» **Exercise goal**: Return all the lines below exactly. Any picture among them is omitted.

» **Input for this task**:
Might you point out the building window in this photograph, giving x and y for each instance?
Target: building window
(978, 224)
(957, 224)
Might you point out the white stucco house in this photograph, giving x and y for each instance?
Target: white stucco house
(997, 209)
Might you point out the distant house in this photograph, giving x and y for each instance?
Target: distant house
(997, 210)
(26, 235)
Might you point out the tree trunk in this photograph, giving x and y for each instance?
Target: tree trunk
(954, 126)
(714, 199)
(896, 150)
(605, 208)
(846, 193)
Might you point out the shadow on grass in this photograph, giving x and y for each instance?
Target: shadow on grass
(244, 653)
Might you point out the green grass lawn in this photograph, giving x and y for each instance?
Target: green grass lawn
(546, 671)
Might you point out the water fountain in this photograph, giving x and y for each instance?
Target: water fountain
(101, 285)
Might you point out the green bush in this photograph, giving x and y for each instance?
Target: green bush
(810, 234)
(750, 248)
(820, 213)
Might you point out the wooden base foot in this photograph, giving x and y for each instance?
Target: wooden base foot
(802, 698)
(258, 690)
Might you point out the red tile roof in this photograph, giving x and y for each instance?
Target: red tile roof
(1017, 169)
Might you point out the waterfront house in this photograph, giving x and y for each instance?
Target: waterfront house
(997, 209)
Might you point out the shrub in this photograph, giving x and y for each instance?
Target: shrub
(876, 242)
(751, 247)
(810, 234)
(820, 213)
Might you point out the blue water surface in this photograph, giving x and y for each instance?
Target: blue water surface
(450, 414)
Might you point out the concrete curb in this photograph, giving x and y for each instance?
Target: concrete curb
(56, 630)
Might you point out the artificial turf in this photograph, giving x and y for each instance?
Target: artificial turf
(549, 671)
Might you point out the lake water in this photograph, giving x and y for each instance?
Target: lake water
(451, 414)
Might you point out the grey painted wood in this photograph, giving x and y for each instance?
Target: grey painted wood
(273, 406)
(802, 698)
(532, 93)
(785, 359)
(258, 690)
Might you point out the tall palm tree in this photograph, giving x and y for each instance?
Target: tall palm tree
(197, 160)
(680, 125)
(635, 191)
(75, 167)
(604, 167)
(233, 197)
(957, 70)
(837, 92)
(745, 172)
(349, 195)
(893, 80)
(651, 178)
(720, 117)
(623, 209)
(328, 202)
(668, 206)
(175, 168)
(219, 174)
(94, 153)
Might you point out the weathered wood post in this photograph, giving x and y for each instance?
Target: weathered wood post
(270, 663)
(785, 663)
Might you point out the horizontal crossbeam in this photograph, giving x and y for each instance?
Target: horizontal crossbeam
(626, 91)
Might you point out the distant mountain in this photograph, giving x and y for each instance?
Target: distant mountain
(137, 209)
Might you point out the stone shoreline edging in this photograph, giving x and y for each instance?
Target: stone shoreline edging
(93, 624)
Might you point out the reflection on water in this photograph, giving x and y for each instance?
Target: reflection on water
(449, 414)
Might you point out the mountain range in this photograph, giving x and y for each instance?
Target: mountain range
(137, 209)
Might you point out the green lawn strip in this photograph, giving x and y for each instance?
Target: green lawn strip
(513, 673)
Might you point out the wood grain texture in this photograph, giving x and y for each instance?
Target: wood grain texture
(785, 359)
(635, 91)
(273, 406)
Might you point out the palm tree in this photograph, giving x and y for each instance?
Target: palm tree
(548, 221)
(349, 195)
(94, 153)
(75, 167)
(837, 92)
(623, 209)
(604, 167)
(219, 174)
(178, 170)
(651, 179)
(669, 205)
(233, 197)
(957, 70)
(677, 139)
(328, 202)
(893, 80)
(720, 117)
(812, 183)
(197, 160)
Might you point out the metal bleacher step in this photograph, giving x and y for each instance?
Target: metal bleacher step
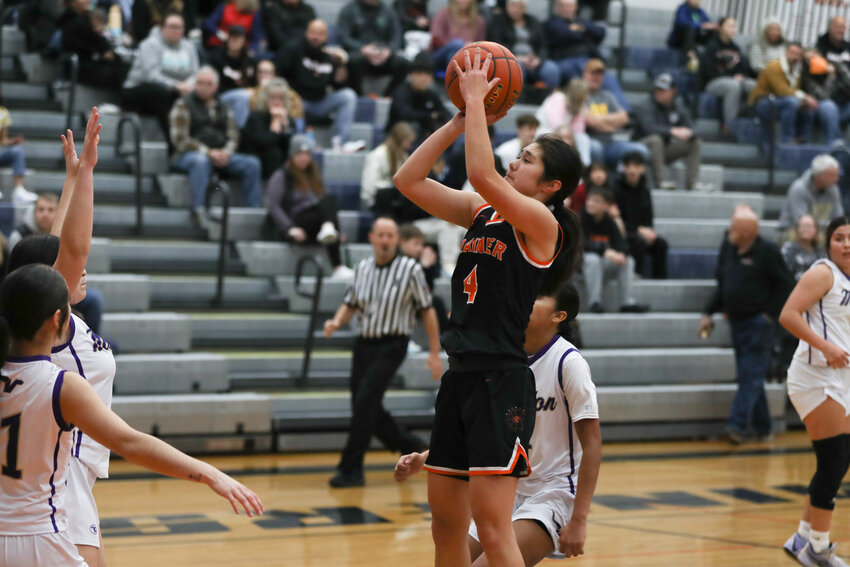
(648, 330)
(117, 220)
(186, 292)
(625, 366)
(258, 330)
(167, 256)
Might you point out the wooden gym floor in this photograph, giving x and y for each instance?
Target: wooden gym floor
(657, 504)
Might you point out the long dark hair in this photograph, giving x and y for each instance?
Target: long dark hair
(561, 162)
(34, 249)
(28, 297)
(832, 227)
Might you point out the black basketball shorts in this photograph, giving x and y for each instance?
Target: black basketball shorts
(483, 423)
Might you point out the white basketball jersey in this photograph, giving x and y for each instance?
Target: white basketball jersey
(91, 357)
(829, 317)
(565, 394)
(35, 445)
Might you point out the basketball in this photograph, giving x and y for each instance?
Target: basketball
(504, 66)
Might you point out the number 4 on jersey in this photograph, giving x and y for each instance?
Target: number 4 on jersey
(470, 285)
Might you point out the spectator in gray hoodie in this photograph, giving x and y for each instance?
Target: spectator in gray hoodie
(815, 193)
(163, 70)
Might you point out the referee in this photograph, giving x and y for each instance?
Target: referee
(388, 290)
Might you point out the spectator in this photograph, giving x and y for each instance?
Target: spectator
(205, 137)
(568, 107)
(417, 102)
(769, 46)
(371, 33)
(268, 130)
(665, 126)
(285, 19)
(37, 220)
(245, 13)
(832, 44)
(83, 34)
(164, 69)
(149, 14)
(454, 26)
(819, 81)
(299, 208)
(291, 101)
(752, 284)
(526, 127)
(12, 154)
(726, 72)
(606, 254)
(573, 41)
(237, 70)
(413, 15)
(377, 191)
(691, 27)
(815, 193)
(383, 284)
(522, 33)
(634, 201)
(781, 78)
(604, 118)
(312, 68)
(412, 244)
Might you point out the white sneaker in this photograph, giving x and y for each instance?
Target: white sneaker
(353, 146)
(343, 273)
(327, 234)
(22, 196)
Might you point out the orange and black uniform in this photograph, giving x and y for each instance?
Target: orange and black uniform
(486, 405)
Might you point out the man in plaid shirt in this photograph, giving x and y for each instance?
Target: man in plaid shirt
(204, 136)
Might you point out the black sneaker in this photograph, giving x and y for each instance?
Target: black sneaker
(344, 479)
(634, 308)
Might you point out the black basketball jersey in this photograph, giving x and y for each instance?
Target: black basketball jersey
(494, 286)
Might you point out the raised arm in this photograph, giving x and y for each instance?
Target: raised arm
(81, 407)
(75, 234)
(456, 207)
(527, 215)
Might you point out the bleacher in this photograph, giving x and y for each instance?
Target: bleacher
(230, 379)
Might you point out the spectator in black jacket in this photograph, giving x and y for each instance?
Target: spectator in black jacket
(83, 34)
(416, 102)
(634, 201)
(523, 34)
(572, 41)
(413, 15)
(371, 33)
(726, 72)
(268, 130)
(752, 285)
(238, 72)
(313, 70)
(832, 44)
(285, 19)
(606, 254)
(665, 126)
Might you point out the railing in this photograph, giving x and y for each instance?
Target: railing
(136, 152)
(218, 186)
(313, 295)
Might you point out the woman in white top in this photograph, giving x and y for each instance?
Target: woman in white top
(40, 404)
(818, 313)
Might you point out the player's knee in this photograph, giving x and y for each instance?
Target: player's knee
(833, 458)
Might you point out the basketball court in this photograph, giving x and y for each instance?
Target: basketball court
(657, 504)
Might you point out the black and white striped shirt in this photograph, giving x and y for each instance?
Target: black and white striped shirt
(388, 297)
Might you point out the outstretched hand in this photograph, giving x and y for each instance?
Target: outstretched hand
(88, 156)
(474, 86)
(72, 162)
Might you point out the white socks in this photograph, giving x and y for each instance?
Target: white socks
(819, 540)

» **Solution below**:
Might you point out the building window in this photograph, giving x and y for each instance?
Target: building window
(978, 224)
(957, 224)
Might you point out the white stucco house in this photograph, giving x and y for each instance?
Target: white stucco house
(997, 209)
Might you point out the distant house in this photograph, giving x and y for each instance?
Target: distant house
(997, 210)
(26, 235)
Might you point out the tree trunk in this photograph, giving x and y for each instance?
Target: tree trunk
(954, 126)
(714, 199)
(896, 150)
(605, 208)
(846, 193)
Might you point out the shadow on grass in this photograph, giving x and y for each instance?
Target: shadow on grass
(244, 653)
Might you point out the green grass lawn in this photograph, giving x and y for each instance?
Target: green grass lawn
(546, 671)
Might you point out the water fountain in this photograph, giving x and y for each instance?
Target: water fountain
(101, 285)
Might you point out the green bush in this photograph, giving x and y for each instance?
Target: green bush
(810, 234)
(750, 248)
(820, 213)
Might you point out the wooden base foot in this photograph, giving x and y for each instance?
Target: wooden base foot
(802, 698)
(258, 690)
Might you point out the red tile roof in this photograph, giving x and y for each instance?
Target: red tile roof
(1017, 169)
Might you point out the waterfront house in this photograph, giving x and y for each instance?
Target: waterfront house
(997, 209)
Might you point out the shrub in this photograph, giving x and y for each instance?
Target: shrub
(876, 242)
(751, 247)
(810, 234)
(820, 213)
Might you point out the blue water surface in this photograph, giving x and y for each instance?
Target: blue water surface
(450, 414)
Might you point out the concrete curb in this photograph, giving x and y for each instance?
Target: concrete curb
(56, 630)
Might you point out the artificial turf in this photograph, giving x and y for each instance?
Target: artificial turf
(549, 671)
Might you point out the lake water in this photograph, giving x and y for each instance?
Target: lake water
(451, 414)
Might you point out the grey painted wood in this photograph, giving x and y for each instance?
Target: grey painted wood
(273, 406)
(802, 698)
(532, 93)
(785, 359)
(258, 690)
Might you point out the tall palm tree in this photograph, giving x and y for each instance?
Target: tall palm tree
(197, 160)
(680, 125)
(635, 191)
(75, 167)
(604, 167)
(233, 197)
(957, 70)
(837, 92)
(745, 172)
(349, 195)
(893, 80)
(651, 178)
(720, 117)
(623, 209)
(328, 202)
(668, 206)
(175, 168)
(219, 174)
(94, 153)
Might you point out the weathered wood post in this photograph, giving x and y for each instance?
Target: weathered wood post
(270, 663)
(785, 663)
Might you point out the horizontal crossbeam in this photograph, giving x and y for each instance?
Target: horizontal crossbeam
(626, 91)
Might you point out the distant mountain in this photograph, giving x and y for each instance?
Target: distant mountain
(137, 209)
Might you point out the stone shoreline edging in this photograph, giving x and y for each instance?
Target: stone shoreline edging
(93, 624)
Might you point out the reflection on water in this photograph, giving x and y for each instance?
Target: reflection on water
(449, 414)
Might you point out the mountain range in this photograph, giving x and y for each instance?
Target: mountain range
(137, 209)
Might you point out the green lawn strip in this photograph, giving x and y for each instance?
Target: green lawn strip
(513, 673)
Might you point out the wood grain texture in this photograph, giving x and y for each instance?
Target: wood grain texture
(785, 359)
(635, 91)
(273, 406)
Might you point out the palm tree in this photograph, giving x and y for each instance?
Target: palm tree
(548, 221)
(349, 195)
(94, 153)
(75, 167)
(837, 92)
(623, 209)
(604, 167)
(219, 174)
(178, 170)
(651, 179)
(669, 205)
(233, 197)
(957, 70)
(677, 139)
(328, 202)
(893, 80)
(720, 117)
(812, 183)
(197, 160)
Might you point out the metal bleacher step in this photograph, giving x and y for each instance?
Target: metal bleacher step
(648, 330)
(117, 220)
(186, 292)
(625, 366)
(258, 330)
(167, 256)
Might you point out the wooden gym floor in this photograph, giving x and y for each instance?
Target: wooden gym floor
(657, 504)
Might you point out the long dark hair in this photograph, giving x and y for each instance?
Target: long dark hair
(561, 162)
(34, 249)
(28, 297)
(832, 227)
Might you point out the black basketball shorts in this photograph, giving x and y for each instance?
Target: black basketball shorts
(483, 423)
Might you point out the white basketball jersey in this photograph, giving x and y for each instance?
Target: white basketball jersey
(91, 357)
(829, 317)
(565, 394)
(35, 445)
Might you point out the basketball in this photograph, giving x and y for each instance?
Target: basketball
(504, 66)
Might you point out the number 4 on jersey in this photograph, giving x and y for each instance?
Target: number 4 on jersey
(470, 285)
Might you point out the spectator in gray hoodie in this photograph, giving x and y for each instance?
Target: spectator in gray hoodie
(815, 193)
(163, 70)
Might you point out the referee in this photograph, giving x and y for each instance?
Target: referee
(388, 290)
Might you point out the spectator in this photograph, giving x and y for each instance?
Target: spectator
(205, 137)
(568, 107)
(417, 102)
(769, 46)
(371, 33)
(268, 130)
(665, 126)
(285, 19)
(37, 220)
(245, 13)
(832, 44)
(83, 34)
(164, 69)
(149, 14)
(454, 26)
(819, 81)
(299, 208)
(291, 101)
(752, 284)
(526, 127)
(12, 154)
(726, 72)
(606, 254)
(573, 41)
(237, 70)
(413, 15)
(377, 191)
(691, 27)
(815, 193)
(383, 284)
(522, 33)
(634, 201)
(781, 78)
(604, 118)
(312, 68)
(412, 244)
Might you point out the white sneaker in this photograph, giving x and y for each instance?
Target: white sneaker
(353, 146)
(343, 273)
(327, 234)
(22, 196)
Might you point out the orange and black uniform in this photograph, giving x and y for each instance?
Target: orange and black uniform
(486, 405)
Might you point out the man in plaid shirt in this photograph, giving x and y for each instance?
Target: man in plaid shirt
(204, 136)
Might you point out the black sneaker in this photograph, giving x and y for each instance?
Target: black sneaker
(344, 479)
(634, 308)
Might you point out the black basketball jersey in this photograph, giving x and y for each instance?
Target: black basketball jersey
(494, 286)
Might you point out the raised arm in this photograph, giving x and y for each instance?
Target: raised arm
(81, 407)
(75, 234)
(456, 207)
(527, 215)
Might you point out the bleacher in this photograph, giving x and y for each instance?
Target: bleacher
(230, 379)
Might you point out the spectator in black jacket in this photograph, giving x and y for each instance?
Target: spectator in black jacket
(83, 34)
(416, 102)
(634, 201)
(523, 34)
(572, 41)
(413, 15)
(371, 33)
(726, 72)
(268, 130)
(752, 285)
(238, 72)
(313, 70)
(832, 44)
(285, 19)
(606, 254)
(665, 126)
Might you point out the railing in this photograph, giving x and y for each instance?
Target: railing
(136, 152)
(218, 186)
(313, 295)
Might you point out the woman in white top in this photograph, giving x and y for each instance?
Target: woman in white top
(40, 404)
(818, 313)
Might you point out the player's knee in this photograph, giving x and y for each instance?
Target: player's knee
(833, 458)
Might you point out the basketball court in this photograph, giving x and y for each instance?
Target: basketball court
(657, 504)
Might you point out the black and white striped shirt in this photograph, giving x and y for each instance?
Target: black and white striped shirt
(388, 297)
Might you point out the outstretched hand in this photograph, giving x and y for each instance?
Target: outstretched hand
(88, 156)
(474, 86)
(72, 162)
Might you point out the white socks in this photograph, giving x and y for each instance?
Target: white socks
(819, 540)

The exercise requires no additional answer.